## Problem to solve
All of the records that follow need to be copied word for word, without the pictures.

++++ Supplied material ++++

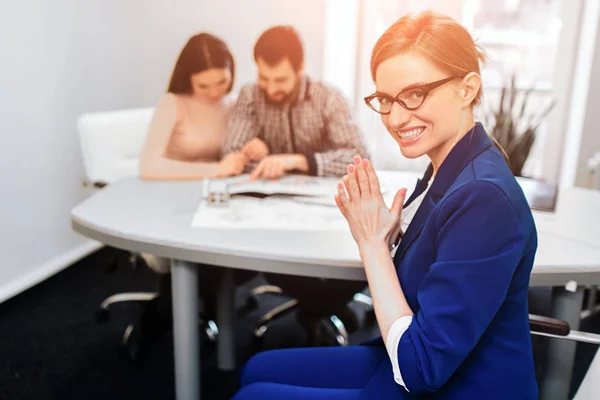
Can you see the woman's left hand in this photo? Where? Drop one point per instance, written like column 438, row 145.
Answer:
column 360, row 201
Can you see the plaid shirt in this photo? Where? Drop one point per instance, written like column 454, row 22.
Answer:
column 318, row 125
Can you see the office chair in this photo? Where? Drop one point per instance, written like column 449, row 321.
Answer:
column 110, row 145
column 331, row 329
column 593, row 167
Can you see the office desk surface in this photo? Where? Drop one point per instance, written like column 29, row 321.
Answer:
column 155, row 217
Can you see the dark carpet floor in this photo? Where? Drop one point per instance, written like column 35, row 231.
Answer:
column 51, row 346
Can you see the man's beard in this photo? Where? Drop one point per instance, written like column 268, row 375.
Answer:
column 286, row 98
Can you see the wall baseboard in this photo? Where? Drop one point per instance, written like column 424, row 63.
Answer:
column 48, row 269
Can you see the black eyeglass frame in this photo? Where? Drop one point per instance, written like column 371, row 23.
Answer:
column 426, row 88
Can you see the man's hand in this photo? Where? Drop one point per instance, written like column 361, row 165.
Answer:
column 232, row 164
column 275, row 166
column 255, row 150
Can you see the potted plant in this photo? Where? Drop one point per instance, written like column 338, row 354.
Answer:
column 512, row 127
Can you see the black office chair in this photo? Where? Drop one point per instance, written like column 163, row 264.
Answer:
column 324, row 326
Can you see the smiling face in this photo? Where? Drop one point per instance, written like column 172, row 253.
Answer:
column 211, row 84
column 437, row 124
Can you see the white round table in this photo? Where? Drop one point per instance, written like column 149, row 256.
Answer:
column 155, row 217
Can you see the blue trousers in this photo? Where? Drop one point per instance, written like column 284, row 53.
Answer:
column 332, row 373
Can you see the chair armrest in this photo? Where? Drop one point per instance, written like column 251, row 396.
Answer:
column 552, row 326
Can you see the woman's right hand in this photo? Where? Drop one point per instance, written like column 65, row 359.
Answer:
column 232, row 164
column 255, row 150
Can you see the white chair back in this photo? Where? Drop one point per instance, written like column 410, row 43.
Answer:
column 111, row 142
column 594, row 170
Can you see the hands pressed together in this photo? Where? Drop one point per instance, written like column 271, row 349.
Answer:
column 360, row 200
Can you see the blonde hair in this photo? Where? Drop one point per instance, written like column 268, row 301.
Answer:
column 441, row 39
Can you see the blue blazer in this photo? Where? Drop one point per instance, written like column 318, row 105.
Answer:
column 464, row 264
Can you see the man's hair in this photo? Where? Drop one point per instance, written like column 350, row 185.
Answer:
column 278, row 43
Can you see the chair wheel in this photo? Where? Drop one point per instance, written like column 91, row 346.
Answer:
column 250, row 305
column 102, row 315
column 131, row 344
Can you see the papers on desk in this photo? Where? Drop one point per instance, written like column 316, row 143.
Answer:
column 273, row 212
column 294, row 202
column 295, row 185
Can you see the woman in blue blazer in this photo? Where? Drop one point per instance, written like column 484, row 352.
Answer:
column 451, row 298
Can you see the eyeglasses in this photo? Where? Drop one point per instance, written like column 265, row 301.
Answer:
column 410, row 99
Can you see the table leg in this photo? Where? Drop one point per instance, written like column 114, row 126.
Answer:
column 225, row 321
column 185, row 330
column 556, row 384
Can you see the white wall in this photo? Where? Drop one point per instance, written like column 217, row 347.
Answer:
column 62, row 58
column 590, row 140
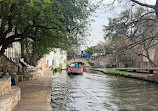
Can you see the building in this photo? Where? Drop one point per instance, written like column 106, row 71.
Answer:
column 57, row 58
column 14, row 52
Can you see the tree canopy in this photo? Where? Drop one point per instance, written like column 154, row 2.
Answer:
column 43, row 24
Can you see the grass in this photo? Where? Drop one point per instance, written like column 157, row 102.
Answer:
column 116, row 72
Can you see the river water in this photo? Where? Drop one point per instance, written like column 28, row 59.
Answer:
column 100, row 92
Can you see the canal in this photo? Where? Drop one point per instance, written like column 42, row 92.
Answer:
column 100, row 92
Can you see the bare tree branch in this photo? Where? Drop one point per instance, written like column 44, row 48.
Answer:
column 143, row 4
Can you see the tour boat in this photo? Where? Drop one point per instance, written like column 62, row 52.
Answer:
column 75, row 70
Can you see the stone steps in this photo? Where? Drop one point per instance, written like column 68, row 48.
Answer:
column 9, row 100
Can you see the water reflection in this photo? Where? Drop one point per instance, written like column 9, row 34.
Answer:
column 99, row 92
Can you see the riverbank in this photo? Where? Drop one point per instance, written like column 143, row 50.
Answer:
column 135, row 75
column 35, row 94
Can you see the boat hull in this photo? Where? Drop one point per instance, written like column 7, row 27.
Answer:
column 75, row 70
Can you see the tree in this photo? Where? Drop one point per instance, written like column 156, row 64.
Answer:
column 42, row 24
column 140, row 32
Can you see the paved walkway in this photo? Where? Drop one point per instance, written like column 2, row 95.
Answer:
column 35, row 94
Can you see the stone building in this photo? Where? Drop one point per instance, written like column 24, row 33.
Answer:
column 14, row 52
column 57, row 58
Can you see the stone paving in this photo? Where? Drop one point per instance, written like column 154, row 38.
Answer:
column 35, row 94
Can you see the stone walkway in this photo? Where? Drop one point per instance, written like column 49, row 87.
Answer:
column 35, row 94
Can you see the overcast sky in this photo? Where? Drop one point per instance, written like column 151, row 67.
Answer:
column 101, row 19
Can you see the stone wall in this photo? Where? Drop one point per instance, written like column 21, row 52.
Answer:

++++

## Finished task
Can you see the woman's left hand in this photo? Where? Drop one point per instance, written like column 438, row 145.
Answer:
column 360, row 201
Can you see the plaid shirt in this photo? Where? Drop one point per instance, written like column 454, row 22.
Answer:
column 318, row 125
Can you see the office chair in this photo? Where? Drop one point per instance, written like column 449, row 321.
Answer:
column 110, row 145
column 331, row 329
column 593, row 167
Can you see the office desk surface in this photo? Where? Drop one point per instance, written like column 29, row 321.
Answer:
column 155, row 217
Can you see the dark carpet floor in this photo? Where? Drop one point per instance, written like column 35, row 231.
Answer:
column 51, row 346
Can you see the man's beard in this photo? Where? Drop one point per instance, written like column 268, row 375.
Answer:
column 286, row 98
Can you see the wall baseboard in this photo? Where? Drop one point per instance, written like column 424, row 63.
Answer:
column 48, row 269
Can you see the black eyeglass frame in this photo? Where? Drop one point per instance, written like column 371, row 23.
Answer:
column 426, row 88
Can you see the man's hand in this photo? Where? Drop one point per instance, written like column 361, row 165.
Answer:
column 232, row 164
column 275, row 166
column 255, row 150
Can you see the potted plant in this photo? Where? Drop one point per instance, written like column 338, row 354.
Answer:
column 512, row 127
Can you see the black office chair in this photo? Where? Drop one point per instance, written like column 163, row 264.
Answer:
column 324, row 326
Can you see the smiling face in this photo? Where? Drop one point per instance, written like column 172, row 253.
Answer:
column 211, row 84
column 437, row 124
Can you see the white round table in this photo? Where? Drop one point per instance, written like column 149, row 256.
Answer:
column 155, row 217
Can you see the blue trousers in this photo? Where? Drop one point per instance, written like column 284, row 53.
Answer:
column 332, row 373
Can you see the chair armrest in this photo? Where? Drop one point per instance, written like column 251, row 396.
Answer:
column 552, row 326
Can you see the woman's right hand in this photo? Where? Drop one point per instance, written like column 65, row 359.
Answer:
column 232, row 164
column 255, row 150
Can you see the white chair back in this photo? Where? Drop one point per instance, written like column 410, row 43.
Answer:
column 111, row 142
column 594, row 170
Can you see the hands pressed together in this photo? Where? Drop one point per instance, written like column 271, row 349.
Answer:
column 360, row 200
Can you see the blonde hair in this photo? Where? Drop one point per instance, written like column 268, row 301.
Answer:
column 441, row 39
Can you see the blue blazer in this photo? Where? Drop one point per instance, written like column 318, row 105.
Answer:
column 464, row 264
Can you see the man's hair in this photo? Where? Drop one point per instance, written like column 350, row 185.
Answer:
column 278, row 43
Can you see the chair wheel in this photo? Where? Drop one point per instance, written like column 91, row 346.
Answer:
column 250, row 305
column 102, row 315
column 131, row 344
Can you see the papers on desk in this photo? Where? Drop one point per instance, written like column 316, row 143.
Answer:
column 273, row 212
column 294, row 202
column 295, row 185
Can you see the woman in blue blazer in this photo? Where? Drop one point per instance, written like column 484, row 352.
Answer:
column 451, row 298
Can you see the eyeglasses in this photo? Where? Drop one point per instance, written like column 265, row 301.
Answer:
column 410, row 99
Can you see the table leg in this photo? Where? Drop one point per instance, written like column 114, row 126.
Answer:
column 225, row 321
column 185, row 330
column 556, row 384
Can you see the white wall in this photo? Where? Drop one point per instance, written like column 217, row 347.
Answer:
column 62, row 58
column 590, row 140
Can you see the building in this photo? Where? Drop one point per instance, written like column 106, row 71.
Answer:
column 57, row 58
column 14, row 52
Can you see the tree canopy in this photo? Where? Drop one point per instance, written like column 154, row 2.
Answer:
column 43, row 24
Can you see the grass in this photo? Where? Drop one point per instance, written like column 157, row 102.
Answer:
column 116, row 72
Can you see the river water in this photo? Where? Drop one point per instance, written like column 28, row 59.
Answer:
column 100, row 92
Can you see the canal in this photo? Where? Drop one point per instance, written like column 42, row 92.
Answer:
column 100, row 92
Can you see the bare tree branch in this photo? Where? Drop one point per instance, written like column 44, row 48.
Answer:
column 143, row 4
Can you see the tour boat in this photo? Where? Drop one point per instance, written like column 62, row 52.
Answer:
column 75, row 70
Can you see the stone steps in this photo? Where? Drop one point per instance, written like column 68, row 48.
Answer:
column 9, row 100
Can you see the water reflection in this photo? Where? Drop one point per instance, written like column 9, row 34.
Answer:
column 99, row 92
Can you see the riverbank in this photo? Where? Drop one point per instance, written like column 143, row 50.
Answer:
column 135, row 75
column 35, row 94
Can you see the boat hull in this photo? Where? Drop one point per instance, written like column 7, row 27.
Answer:
column 75, row 70
Can you see the tree in this photo? Where? Drop one point per instance, written like column 156, row 64.
Answer:
column 42, row 24
column 140, row 32
Can you see the paved walkway in this photo? Where? Drop one point per instance, written like column 2, row 95.
Answer:
column 35, row 94
Can you see the stone building in this photo? Where? Drop one point per instance, written like column 24, row 33.
Answer:
column 14, row 52
column 57, row 58
Can you see the stone paving in this photo? Where? Drop one point per instance, written like column 154, row 38.
Answer:
column 35, row 94
Can you see the stone walkway in this photo? Where? Drop one point per instance, written like column 49, row 87.
Answer:
column 35, row 94
Can you see the overcast sky in this photo? Where? Drop one point per instance, written like column 151, row 67.
Answer:
column 101, row 19
Can you see the stone wall in this photo? Where? Drop one point per instance, written like column 21, row 52.
Answer:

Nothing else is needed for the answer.